Ausgewählter Abschnitt -
▬▬▬▬▬▬

Viele Menschen mit Beeinträchtigung, aber hohem Bildungsgrad, finden in Deutschland keinen Job – und das trotz hohen Fachkräftemangels.
Der Behindertenbeauftragte der Bundesregierung, Jürgen Dusel, hat kritisiert, dass Tausende von Akademikern mit Beeinträchtigungen keine Arbeit bekommen. "Das hat mit Vorurteilen zu tun", sagte er im Interview der Deutschen Presse-Agentur. "Wir haben Tausende von Akademikern mit Behinderungen, die keinen Job kriegen in Deutschland." Das könne das Land sich überhaupt nicht mehr leisten.
Menschen mit Beeinträchtigungen sind häufig benachteiligt
"Es gibt keinen Job in Deutschland, ich wüsste wirklich keinen, der nicht durch einen Menschen mit einer schweren Behinderung gut besetzt werden kann, wenn die Voraussetzungen stimmen", sagte Dusel. Laut ihm sind Menschen mit schweren Behinderungen häufiger arbeitslos und auch deutlich länger als Menschen ohne Behinderung.

▬▬▬▬▬▬

Gespeicherte Dateneinträge:

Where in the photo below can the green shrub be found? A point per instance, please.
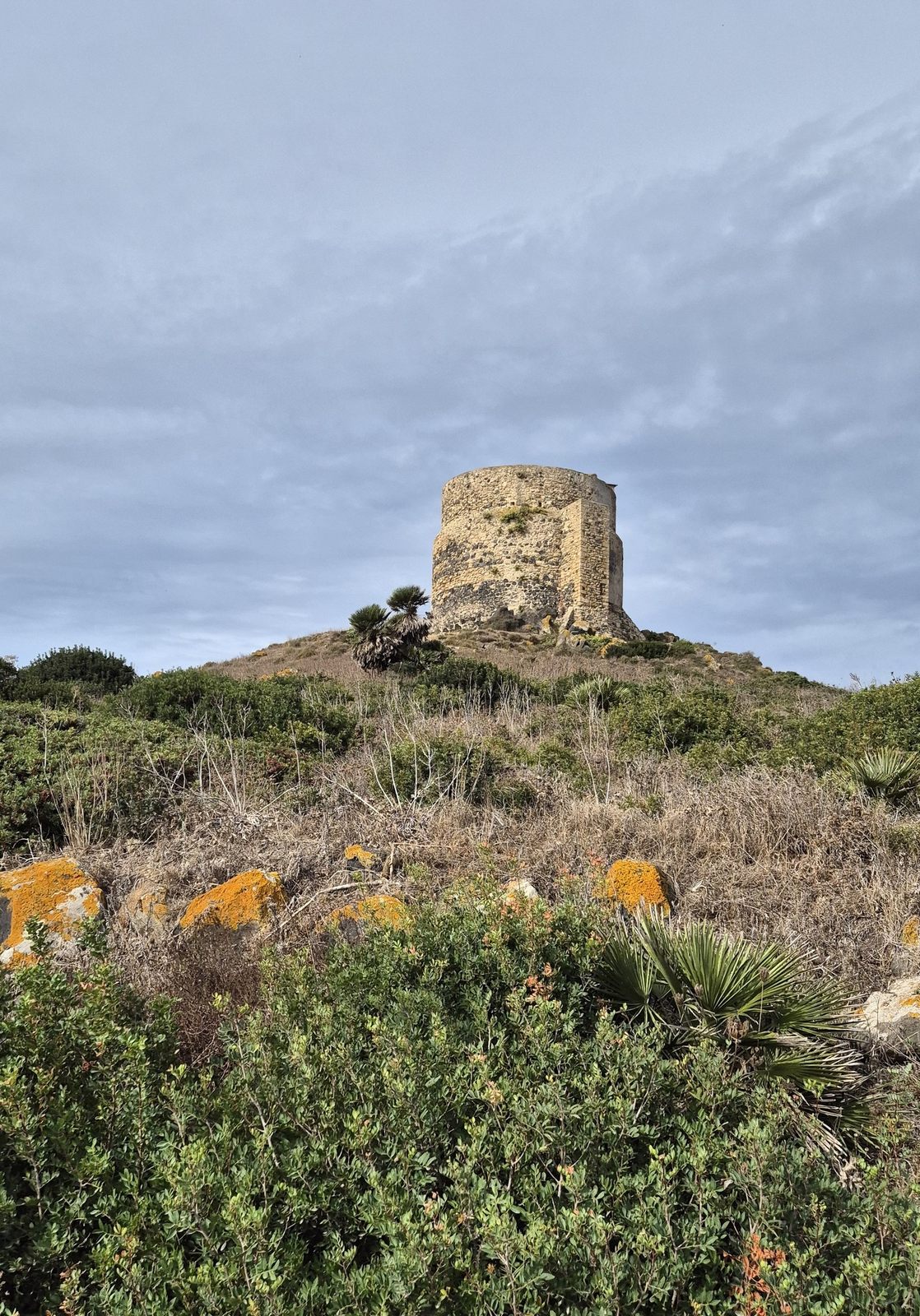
(100, 671)
(439, 767)
(652, 649)
(470, 675)
(68, 776)
(704, 721)
(439, 1120)
(311, 711)
(561, 760)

▬▬▬▬▬▬

Aufgabe - Welches Amt bekleidet Jürgen Dusel laut dem Abschnitt? Die Zeilen spielen hierfür keine Rolle.

Antwort - Er ist der Behindertenbeauftragte der Bundesregierung.